• [Things to do]:
A - Decide whether each statement agrees with the CTSA commentary, answering yes or no and quoting the deciding words: (i) the early 20th-century physicists it names include Heisenberg; (ii) it describes the Catholic Theological Society of America as reflecting the mainstream professional theological academy in the U.S.; (iii) the dispute concerned the doctrinal reliability of the society's incoming president.
B - Name every physicist the CTSA commentary lists among the physicists of the early 20th century.
C - Carry on the CTSA commentary from its final sentence.

Catholic Culture Dedication
Catholic Culture Dedication

in the big leagues

By Diogenes ( articles ) | Dec 16, 2009

The Catholic Theological Society of America, which reflects the mainstream professional theological academy in the U.S., has been the arena of dispute in recent weeks over the doctrinal reliability of its outgoing president. The controversy makes discouraging reading, not least because trade-union academics reject a priori the duty of submission to a living doctrinal authority, which means their "dialogue" operates like a table vise missing one jaw: there's no possibility of engagement. And yet they declare victory by walkover.

Now if contemporary academic theologians had amassed the brainpower and originality of the physicists of the early 20th century -- Heisenberg, Bohr, Pauli, Fano, Einstein, Teller, etc. -- there might be some excuse for their cockiness. But what strikes the outsider is the dimness of the CTSA inner gang: their derivative buzzwords, their touchiness, their toleration of the bogus, and most of all their aggregate infecundity. What product of post-conciliar theology has had ripple effects across academic boundaries? Where's their answer to Wittgenstein's Tractatus or Gödel's Undecidable Propositions, or even the work of Mary Douglas?

[Point-per-instance localization data]
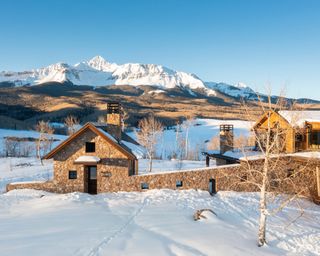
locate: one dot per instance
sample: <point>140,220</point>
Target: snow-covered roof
<point>238,153</point>
<point>135,149</point>
<point>87,159</point>
<point>298,118</point>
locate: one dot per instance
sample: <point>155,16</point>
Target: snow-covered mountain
<point>99,72</point>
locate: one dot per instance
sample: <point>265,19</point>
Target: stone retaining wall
<point>228,177</point>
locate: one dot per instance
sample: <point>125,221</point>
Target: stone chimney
<point>226,138</point>
<point>114,119</point>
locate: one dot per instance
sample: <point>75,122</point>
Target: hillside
<point>53,92</point>
<point>54,101</point>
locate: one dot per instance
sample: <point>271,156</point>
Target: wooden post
<point>318,180</point>
<point>207,161</point>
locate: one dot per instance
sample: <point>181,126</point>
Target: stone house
<point>100,157</point>
<point>96,157</point>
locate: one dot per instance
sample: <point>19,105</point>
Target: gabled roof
<point>298,118</point>
<point>99,129</point>
<point>265,116</point>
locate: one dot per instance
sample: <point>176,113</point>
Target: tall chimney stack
<point>226,138</point>
<point>114,119</point>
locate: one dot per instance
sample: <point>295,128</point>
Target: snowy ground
<point>29,146</point>
<point>23,169</point>
<point>15,169</point>
<point>156,222</point>
<point>200,133</point>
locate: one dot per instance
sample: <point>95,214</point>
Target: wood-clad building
<point>300,129</point>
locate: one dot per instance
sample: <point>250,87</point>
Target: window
<point>132,167</point>
<point>290,173</point>
<point>243,178</point>
<point>179,183</point>
<point>90,147</point>
<point>72,175</point>
<point>144,185</point>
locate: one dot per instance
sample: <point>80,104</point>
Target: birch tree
<point>45,139</point>
<point>149,134</point>
<point>269,176</point>
<point>186,125</point>
<point>71,123</point>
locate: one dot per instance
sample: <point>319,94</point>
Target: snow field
<point>156,222</point>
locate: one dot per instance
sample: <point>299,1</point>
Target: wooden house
<point>300,129</point>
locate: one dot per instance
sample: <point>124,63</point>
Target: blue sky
<point>260,43</point>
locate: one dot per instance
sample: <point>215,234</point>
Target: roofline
<point>264,116</point>
<point>96,131</point>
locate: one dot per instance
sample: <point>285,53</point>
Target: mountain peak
<point>97,58</point>
<point>99,63</point>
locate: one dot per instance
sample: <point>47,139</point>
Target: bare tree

• [Exercise results]:
A -
(i) Yes: "Heisenberg, Bohr, Pauli, Fano, Einstein, Teller, etc."
(ii) Yes: "which reflects the mainstream professional theological academy in the U.S."
(iii) No: "the doctrinal reliability of its outgoing president"

B - Heisenberg, Bohr, Pauli, Fano, Einstein, Teller

C -
The trade union theologians are not to be faulted for their dimness -- creativity is not at one's command -- they're to be faulted for their swagger. To hear them talk about themselves you'd think there was a Second Law of Thermodynamics debuted in every issue of Concilium, that by retiring Roger Haight the Vatican was burning Galileo at the stake. Yet for those of us listening in from the kitchen it's hard to believe they even treat one another's ideas seriously. Take a gander at the ideation of Sr. Elizabeth Johnson, C.S.J., herself a former president of the CTSA. The interview, titled (without conscious irony) "A Hunger for Mature Theology," appeared last year in the NCR:

“I would not be at all adverse if we simply dropped the word Trinity altogether,” [Johnson] said in a telephone interview recently. “I say that because when you say Trinity to people, their eyes glaze over. In a simple way, people get the imagination of three people or three separate persons, or ‘two men and a bird,’ as Sandra Schneiders puts it. I prefer ‘Triune God.’ It’s still one God, but a living God -- Creator, Jesus and Spirit.”

Can't you picture those Cappadocian Fathers, gathered in solemn assembly, slapping their palms to their foreheads in chagrin? “Triune! Of course! Good heavens, why didn’t WE think of that?”

OK, so Johnson is a joke theologian. Nothing wrong with that. What's troubling is that no one in the guild gets the joke: the guild seems incapable of segregating its Cold Fusion hoaxers from its able journeymen. What are we onlookers and amateurs meant to understand: that the pros don't see the problem, or that some other consideration is more important than the fix?